# TEXT SECTION:
──────

If reaction_function === nothing, then it is assumed that the reaction function is the zero function. Otherwise, the reaction function is assumed to take the form f(x, y, t, u, p), with the parameters p given by reaction_parameters. If delay_function !== nothing, then this reaction function is re-defined to be delay_function(x, y, t, u, p) * reaction_function(x, y, t, u, p).

The initial condition can be provided using the initial_condition keyword argument, and should be a vector of values so that initial_condition[i] is the value of u at t = 0 and (x, y) = get_point(pts, i).

Finally, the time span that the solution is solved over, (initial_time, final_time), can be defined using the keyword arguments initial_time and final_time.

Solving the problem

Once the problem has been completely defined and you now have a prob::FVMProblem, you are ready to solve the problem. We build on the interface provided by DifferentialEquations.jl (see here), using a solve command and any solver from OrdinaryDiffEq.jl. For example, we could define

using OrdinaryDiffEq, LinearSlove 
alg = TRBDF2(linsolve=KLUFactorization(), autodiff=true)

(The code is compatible with automatic differentiation.) With this algorithm, we can easily solve the problem using

sol = solve(prob, alg)

The solution will be the same type of result returned from OrdinaryDiffEq.jl, with sol.u[i] the solution at sol.t[i], and get_point(sol.u[i], j) is the solution at (x, y, t) = (get_point(pts, j)..., sol.t[i]).

The solve command is defined as follows:

SciMLBase.solve(prob::FVMProblem, alg;
    cache_eltype::Type{F}=eltype(get_initial_condition(prob)),
    jac_prototype=float.(jacobian_sparsity(prob)),
    parallel=false,
    specialization::Type{S}=SciMLBase.AutoSpecialize,
    chunk_size=PreallocationTools.ForwardDiff.pickchunksize(length(get_initial_condition(prob))),
    kwargs...) where {S,F}

This cache_eltype keyword sets the element type for the caches used for the flux vector and for (α, β, γ), which is then used for wrapping a cache vector with PreallocationTools.dualcache for allowing automatic differentiation.

The jac_prototype keyword allows for a prototype of the Jacobian to be provided. This is easy to construct with our function jacobian_sparsity, since the Jacobian's non-zero structure is the same as $\boldsymbol{A} + \boldsymbol{I}$, where $\boldsymbol{A}$ is the adjacency matrix of the triangulation.

──────

# RECORDED INFORMATION:
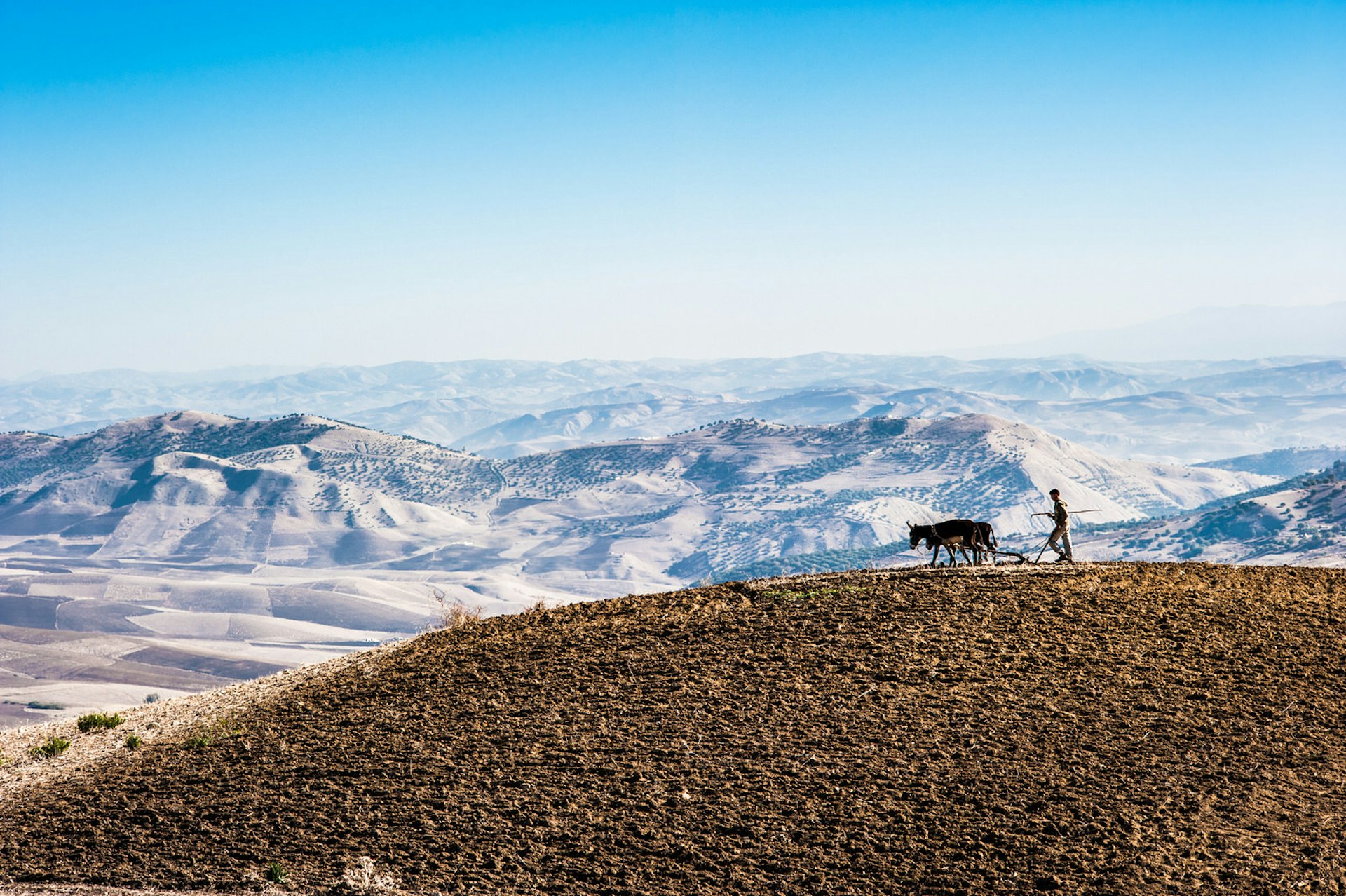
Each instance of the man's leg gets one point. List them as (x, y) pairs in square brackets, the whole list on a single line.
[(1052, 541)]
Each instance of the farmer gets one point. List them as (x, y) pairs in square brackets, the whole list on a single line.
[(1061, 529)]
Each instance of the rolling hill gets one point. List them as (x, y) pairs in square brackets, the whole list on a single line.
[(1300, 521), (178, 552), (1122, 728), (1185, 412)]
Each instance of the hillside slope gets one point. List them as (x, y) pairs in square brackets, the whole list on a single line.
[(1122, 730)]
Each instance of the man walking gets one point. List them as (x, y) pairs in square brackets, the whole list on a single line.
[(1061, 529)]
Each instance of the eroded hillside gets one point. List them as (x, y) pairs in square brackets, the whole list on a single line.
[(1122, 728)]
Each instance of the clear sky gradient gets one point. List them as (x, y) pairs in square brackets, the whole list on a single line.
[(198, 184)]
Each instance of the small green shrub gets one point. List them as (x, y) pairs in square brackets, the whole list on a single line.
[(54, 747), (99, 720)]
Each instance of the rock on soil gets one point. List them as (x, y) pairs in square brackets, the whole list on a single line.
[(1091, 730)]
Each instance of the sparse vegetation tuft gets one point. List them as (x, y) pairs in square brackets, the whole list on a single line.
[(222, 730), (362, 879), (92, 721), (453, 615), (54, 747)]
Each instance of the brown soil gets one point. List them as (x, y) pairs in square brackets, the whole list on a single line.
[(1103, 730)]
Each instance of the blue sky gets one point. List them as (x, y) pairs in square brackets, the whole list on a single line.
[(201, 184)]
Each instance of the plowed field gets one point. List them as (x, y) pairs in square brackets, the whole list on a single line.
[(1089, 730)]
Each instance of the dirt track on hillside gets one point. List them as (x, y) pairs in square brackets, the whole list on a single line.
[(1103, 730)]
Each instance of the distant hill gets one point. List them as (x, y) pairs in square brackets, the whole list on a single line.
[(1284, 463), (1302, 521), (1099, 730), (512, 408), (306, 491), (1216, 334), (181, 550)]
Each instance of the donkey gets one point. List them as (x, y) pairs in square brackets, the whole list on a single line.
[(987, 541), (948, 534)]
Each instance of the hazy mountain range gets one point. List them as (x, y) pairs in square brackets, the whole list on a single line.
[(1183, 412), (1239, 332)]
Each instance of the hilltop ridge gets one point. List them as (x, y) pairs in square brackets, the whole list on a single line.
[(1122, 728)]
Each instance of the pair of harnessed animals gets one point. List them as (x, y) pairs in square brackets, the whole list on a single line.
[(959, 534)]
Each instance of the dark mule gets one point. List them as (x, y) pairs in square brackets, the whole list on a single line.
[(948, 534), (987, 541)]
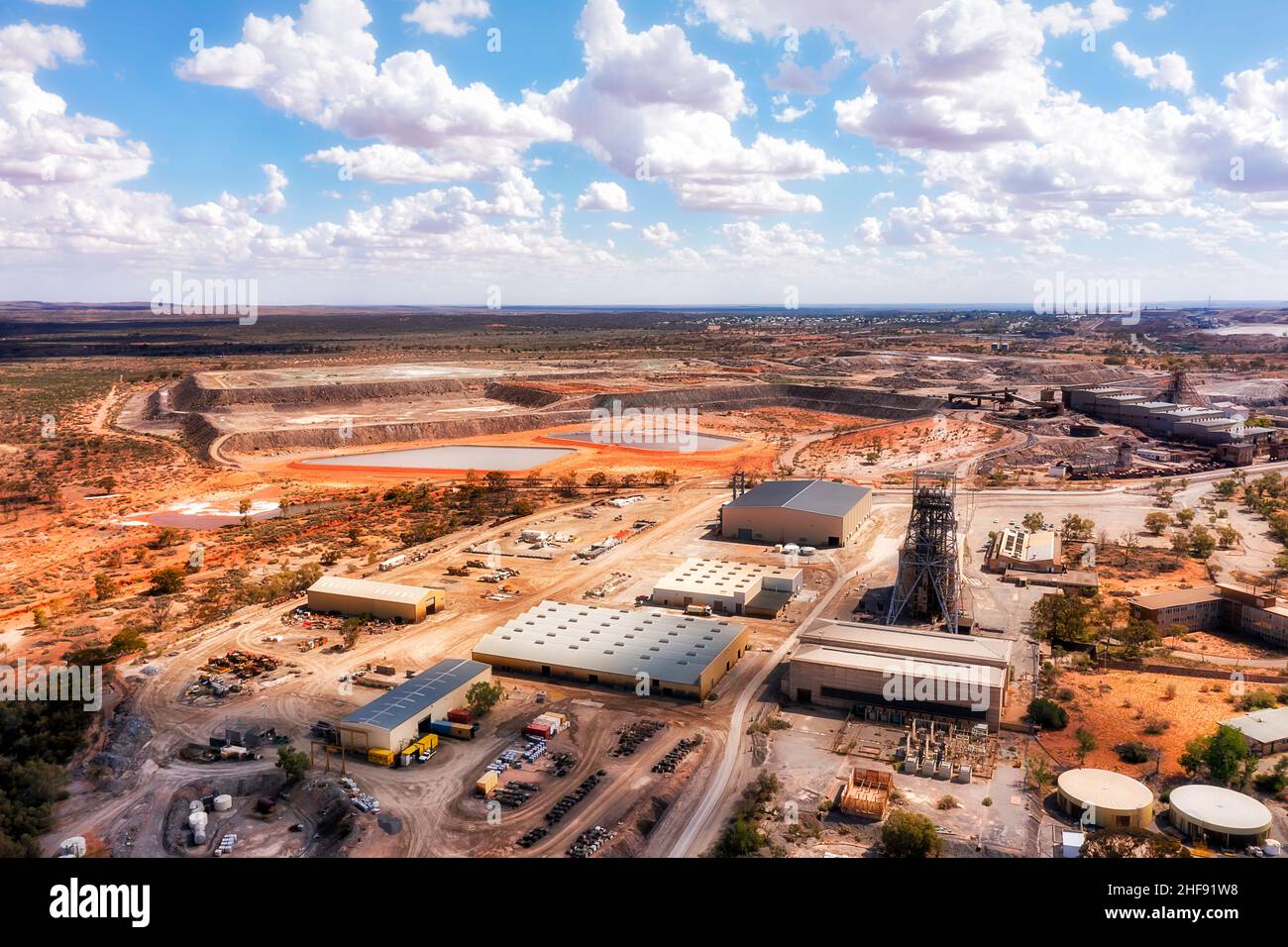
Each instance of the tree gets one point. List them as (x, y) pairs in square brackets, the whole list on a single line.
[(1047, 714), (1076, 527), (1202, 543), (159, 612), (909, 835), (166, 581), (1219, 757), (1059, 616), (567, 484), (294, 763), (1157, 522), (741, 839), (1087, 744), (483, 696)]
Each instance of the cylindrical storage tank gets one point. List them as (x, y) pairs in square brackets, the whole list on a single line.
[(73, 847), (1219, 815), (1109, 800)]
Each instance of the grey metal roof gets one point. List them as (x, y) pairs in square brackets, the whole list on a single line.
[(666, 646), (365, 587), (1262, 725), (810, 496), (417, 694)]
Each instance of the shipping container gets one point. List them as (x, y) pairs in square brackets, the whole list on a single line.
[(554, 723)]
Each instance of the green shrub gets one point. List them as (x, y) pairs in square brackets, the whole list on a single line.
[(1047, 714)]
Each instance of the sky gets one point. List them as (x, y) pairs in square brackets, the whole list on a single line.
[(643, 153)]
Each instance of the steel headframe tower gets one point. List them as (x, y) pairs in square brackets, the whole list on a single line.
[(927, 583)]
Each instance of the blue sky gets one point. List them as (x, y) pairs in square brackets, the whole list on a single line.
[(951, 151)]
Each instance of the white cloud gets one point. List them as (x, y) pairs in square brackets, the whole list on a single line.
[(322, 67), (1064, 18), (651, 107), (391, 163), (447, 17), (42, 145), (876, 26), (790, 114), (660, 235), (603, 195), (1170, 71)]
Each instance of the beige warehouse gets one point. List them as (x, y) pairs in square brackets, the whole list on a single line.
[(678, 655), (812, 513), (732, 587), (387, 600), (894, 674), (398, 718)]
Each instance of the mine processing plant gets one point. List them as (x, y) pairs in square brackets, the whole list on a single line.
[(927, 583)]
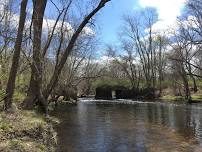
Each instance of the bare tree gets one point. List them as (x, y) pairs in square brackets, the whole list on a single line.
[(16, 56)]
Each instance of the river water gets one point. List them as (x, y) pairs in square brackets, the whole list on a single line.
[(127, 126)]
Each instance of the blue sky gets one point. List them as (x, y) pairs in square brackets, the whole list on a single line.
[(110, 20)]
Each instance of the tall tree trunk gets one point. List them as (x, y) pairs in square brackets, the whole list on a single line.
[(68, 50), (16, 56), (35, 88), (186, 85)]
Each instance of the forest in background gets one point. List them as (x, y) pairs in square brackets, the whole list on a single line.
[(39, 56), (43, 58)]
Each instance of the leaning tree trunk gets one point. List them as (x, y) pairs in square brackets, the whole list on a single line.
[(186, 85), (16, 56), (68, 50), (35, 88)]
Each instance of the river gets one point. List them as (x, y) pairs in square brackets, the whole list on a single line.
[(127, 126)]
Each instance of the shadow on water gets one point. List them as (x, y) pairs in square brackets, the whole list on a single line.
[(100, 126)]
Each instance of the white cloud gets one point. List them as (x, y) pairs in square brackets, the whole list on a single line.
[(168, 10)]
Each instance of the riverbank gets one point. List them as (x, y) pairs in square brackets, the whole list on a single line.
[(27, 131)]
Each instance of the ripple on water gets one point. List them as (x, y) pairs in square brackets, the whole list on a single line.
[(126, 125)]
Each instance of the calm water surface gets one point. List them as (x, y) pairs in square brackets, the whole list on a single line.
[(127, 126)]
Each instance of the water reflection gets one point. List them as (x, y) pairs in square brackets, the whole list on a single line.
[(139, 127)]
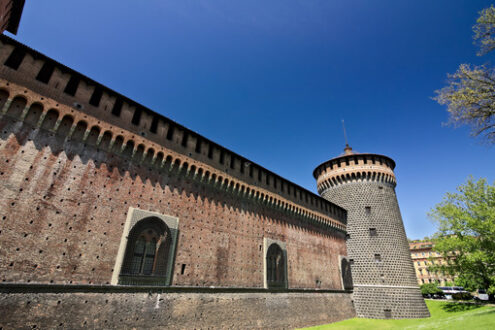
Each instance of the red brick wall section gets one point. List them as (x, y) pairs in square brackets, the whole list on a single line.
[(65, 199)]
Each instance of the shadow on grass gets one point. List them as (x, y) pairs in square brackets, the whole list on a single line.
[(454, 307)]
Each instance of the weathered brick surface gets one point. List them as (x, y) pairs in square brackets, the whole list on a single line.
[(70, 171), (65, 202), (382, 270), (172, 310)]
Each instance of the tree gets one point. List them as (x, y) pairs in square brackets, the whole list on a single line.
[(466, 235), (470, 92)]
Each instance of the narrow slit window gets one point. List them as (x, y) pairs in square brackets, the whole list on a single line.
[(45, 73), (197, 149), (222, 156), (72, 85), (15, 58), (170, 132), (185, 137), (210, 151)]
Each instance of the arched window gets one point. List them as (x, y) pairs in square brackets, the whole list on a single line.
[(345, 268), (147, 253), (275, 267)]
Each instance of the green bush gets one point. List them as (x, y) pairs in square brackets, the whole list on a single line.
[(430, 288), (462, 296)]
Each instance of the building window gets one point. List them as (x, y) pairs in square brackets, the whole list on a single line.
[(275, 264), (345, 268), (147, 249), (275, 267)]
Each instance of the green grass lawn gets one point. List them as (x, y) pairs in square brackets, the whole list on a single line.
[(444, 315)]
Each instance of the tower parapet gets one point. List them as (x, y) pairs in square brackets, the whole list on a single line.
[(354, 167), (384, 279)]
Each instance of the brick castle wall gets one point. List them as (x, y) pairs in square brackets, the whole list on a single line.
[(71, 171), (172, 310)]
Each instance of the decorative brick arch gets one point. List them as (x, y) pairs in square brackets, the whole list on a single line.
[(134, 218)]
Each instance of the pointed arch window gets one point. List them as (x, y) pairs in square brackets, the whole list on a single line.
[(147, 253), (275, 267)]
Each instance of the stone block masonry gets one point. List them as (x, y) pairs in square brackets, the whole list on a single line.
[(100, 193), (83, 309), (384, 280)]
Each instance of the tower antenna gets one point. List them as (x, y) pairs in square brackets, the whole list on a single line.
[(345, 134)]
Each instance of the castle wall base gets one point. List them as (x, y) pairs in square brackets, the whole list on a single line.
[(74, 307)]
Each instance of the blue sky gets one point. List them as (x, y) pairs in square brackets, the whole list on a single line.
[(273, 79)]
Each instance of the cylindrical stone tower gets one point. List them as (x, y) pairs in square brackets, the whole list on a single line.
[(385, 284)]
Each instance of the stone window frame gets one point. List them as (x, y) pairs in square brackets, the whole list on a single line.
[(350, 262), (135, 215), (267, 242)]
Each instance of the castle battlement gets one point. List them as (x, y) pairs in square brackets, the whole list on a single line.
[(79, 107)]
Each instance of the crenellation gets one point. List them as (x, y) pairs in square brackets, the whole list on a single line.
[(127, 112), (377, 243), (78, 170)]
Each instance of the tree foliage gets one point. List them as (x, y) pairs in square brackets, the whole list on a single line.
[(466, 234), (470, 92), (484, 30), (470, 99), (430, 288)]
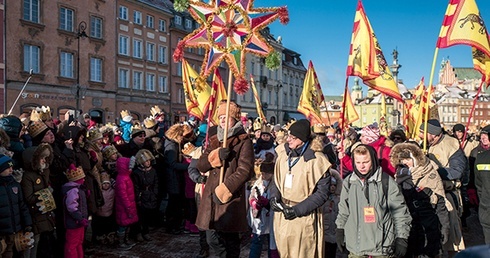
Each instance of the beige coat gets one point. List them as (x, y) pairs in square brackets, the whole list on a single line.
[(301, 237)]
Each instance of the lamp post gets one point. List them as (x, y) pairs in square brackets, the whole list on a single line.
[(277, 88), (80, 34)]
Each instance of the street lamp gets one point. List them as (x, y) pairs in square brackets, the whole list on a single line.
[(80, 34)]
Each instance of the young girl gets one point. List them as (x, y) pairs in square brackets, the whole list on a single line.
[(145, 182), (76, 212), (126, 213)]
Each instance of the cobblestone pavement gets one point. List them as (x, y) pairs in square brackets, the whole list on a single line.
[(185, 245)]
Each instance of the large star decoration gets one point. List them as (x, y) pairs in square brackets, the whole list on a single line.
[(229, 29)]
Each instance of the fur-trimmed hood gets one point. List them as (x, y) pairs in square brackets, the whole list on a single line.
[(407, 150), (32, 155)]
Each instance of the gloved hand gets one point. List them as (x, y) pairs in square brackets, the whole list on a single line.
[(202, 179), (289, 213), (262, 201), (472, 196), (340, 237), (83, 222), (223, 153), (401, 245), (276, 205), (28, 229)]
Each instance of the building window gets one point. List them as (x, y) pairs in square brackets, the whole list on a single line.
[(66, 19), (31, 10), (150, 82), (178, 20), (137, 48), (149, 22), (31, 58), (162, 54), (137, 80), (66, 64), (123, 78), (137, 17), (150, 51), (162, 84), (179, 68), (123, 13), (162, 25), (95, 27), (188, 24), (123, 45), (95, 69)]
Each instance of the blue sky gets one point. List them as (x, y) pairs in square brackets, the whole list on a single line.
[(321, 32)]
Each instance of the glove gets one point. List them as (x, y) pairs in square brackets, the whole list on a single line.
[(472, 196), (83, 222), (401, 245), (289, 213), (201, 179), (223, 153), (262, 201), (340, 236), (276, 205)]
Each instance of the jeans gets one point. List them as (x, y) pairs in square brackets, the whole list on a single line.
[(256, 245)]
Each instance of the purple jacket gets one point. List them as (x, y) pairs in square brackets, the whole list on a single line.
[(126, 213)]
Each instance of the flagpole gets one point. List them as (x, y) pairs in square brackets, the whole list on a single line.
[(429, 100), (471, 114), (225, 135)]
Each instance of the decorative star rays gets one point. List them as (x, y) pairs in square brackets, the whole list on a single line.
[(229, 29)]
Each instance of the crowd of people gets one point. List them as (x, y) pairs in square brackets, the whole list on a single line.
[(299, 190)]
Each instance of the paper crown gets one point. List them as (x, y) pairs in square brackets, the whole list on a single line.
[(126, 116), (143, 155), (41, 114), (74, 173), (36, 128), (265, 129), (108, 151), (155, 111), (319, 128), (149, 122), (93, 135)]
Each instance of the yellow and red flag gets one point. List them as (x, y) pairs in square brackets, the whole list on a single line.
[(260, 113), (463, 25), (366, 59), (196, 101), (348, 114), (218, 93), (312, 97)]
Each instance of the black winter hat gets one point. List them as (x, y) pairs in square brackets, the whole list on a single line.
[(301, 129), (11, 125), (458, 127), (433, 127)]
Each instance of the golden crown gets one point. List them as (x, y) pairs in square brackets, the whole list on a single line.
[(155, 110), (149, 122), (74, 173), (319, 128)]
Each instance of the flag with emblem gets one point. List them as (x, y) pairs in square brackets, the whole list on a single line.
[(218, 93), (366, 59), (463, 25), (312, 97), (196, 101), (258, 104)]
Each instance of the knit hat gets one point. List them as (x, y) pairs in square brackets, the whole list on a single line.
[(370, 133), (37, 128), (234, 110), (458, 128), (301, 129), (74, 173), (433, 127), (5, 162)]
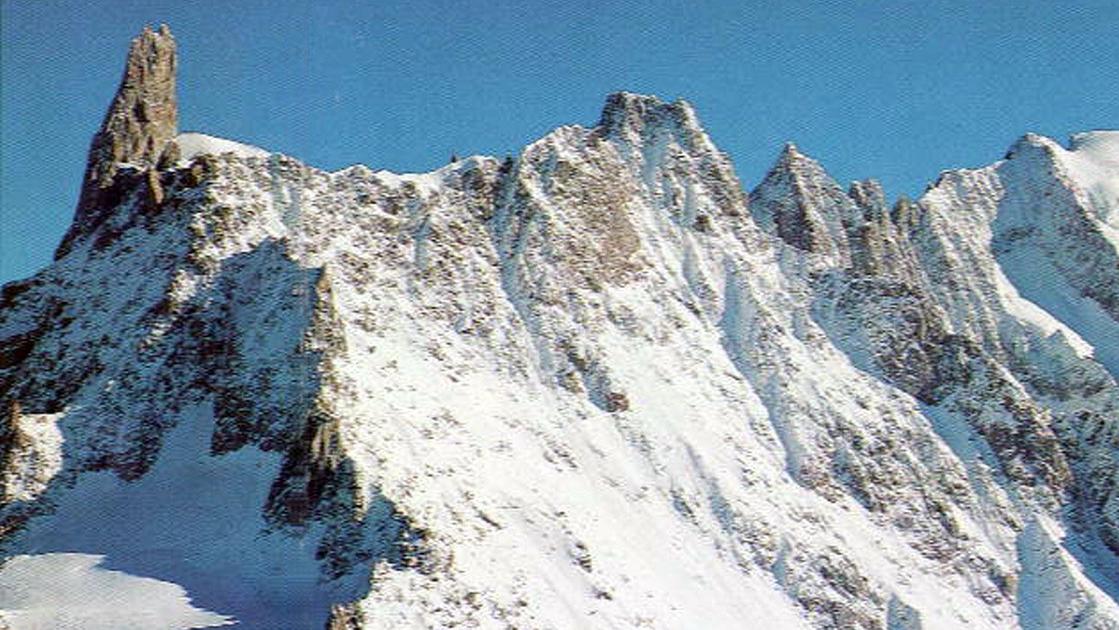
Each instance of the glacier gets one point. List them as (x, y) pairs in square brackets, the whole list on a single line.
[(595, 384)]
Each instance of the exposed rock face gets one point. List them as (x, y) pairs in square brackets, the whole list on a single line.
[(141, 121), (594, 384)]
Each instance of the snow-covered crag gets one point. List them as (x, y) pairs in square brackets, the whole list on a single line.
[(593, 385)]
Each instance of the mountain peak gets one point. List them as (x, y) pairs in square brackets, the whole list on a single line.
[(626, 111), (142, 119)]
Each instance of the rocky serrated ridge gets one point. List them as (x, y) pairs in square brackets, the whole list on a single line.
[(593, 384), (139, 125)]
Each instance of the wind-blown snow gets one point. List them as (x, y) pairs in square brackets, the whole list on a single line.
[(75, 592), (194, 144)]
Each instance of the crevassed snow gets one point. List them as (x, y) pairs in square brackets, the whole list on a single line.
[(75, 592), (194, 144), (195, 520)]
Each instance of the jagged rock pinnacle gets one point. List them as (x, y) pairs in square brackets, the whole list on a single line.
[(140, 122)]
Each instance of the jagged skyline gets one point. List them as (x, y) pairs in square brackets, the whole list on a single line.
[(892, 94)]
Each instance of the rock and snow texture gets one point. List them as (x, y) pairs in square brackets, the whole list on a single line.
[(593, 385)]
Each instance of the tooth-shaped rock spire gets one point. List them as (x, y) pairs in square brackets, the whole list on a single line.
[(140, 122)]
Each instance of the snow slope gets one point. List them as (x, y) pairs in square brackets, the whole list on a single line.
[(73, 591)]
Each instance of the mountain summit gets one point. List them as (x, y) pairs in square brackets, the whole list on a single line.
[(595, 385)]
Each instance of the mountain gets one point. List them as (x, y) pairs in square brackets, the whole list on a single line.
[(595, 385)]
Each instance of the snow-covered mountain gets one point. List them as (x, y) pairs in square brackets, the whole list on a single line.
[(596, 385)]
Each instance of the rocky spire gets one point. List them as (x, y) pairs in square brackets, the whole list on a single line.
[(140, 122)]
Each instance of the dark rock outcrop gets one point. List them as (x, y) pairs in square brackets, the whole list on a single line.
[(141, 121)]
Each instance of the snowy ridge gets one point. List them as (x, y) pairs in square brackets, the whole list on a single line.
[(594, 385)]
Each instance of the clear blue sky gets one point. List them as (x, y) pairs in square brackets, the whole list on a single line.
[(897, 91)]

──────

# TASK TO COMPLETE:
Carry on the documentation on solving a finite volume problem, starting after its final sentence about the jac_prototype keyword. The rows come from a separate source unrelated to the text.

# RESPONSE:
The parallel keyword is supported as of v3.0. Be careful that your flux vector is thread-safe if you compute it in-place. This seems to make the code run around 4x as fast in the benchmarks I've run.

The specialization keyword can be used to set the specialization level for the ODEProblem. See here for more details.

The chunk_size argument sets the chunk size used for automatic differentiation when defining the cache vectors.

Linear interpolants

We also provide an interface for evaluating the solutions at any point $(x, y)$, or at least evaluating the solution's associated linear interpolant. As described in the Mathematical Details section, the solution $u(x, y, t)$ is assumed to be linear inside a given triangular element $T$, i.e. $u(x, y, t) \approx \alpha(t) x + \beta(t) y + \gamma(t)$ for $(x, y) \in T$. We provide two methods for evaluating this interpolant for a given $(x, y)$ and a given $T$:

eval_interpolant(sol, x, y, t_idx::Integer, T) 
eval_interpolant(sol, x, y, t::Number, T) 
eval_interpolant!(αβγ, prob::FVMProblem, x, y, T, u)

The first method takes a given solution sol (as defined in the last section), a given coordinate (x, y), an index t_idx such that sol.t[t_idx] is the time of interest, and T is the triangle that (x, y) is inside of. The second method takes in a number for the time, instead computing the solution using sol(t). The third method is the one that the first and second call into, where αβγ is a cache vector to store the coefficients of the interpolant, prob is the FVMProblem, and u is the vector of the solution values (i.e. sol.u[t_idx], or sol(t) for example). It is up to you to provide the triangle T that (x, y) is inside of, but the tools in DelaunayTriangulation.jl can make this efficient. Note that αβγ is stored inside sol, so the first and second methods do not have to create an extra cache vector on each call.

An example of how to efficiently evaluate these interpolants is given in the Examples section.

Examples

Let us now give some examples. We give a variety of examples to illustrate the different ways for constructing the mesh, boundary conditions, etc. It is assumed that Gmsh is installed if you wish to run some of this code. I have set

GMSH_PATH = "./gmsh-4.9.4-Windows64/gmsh.exe"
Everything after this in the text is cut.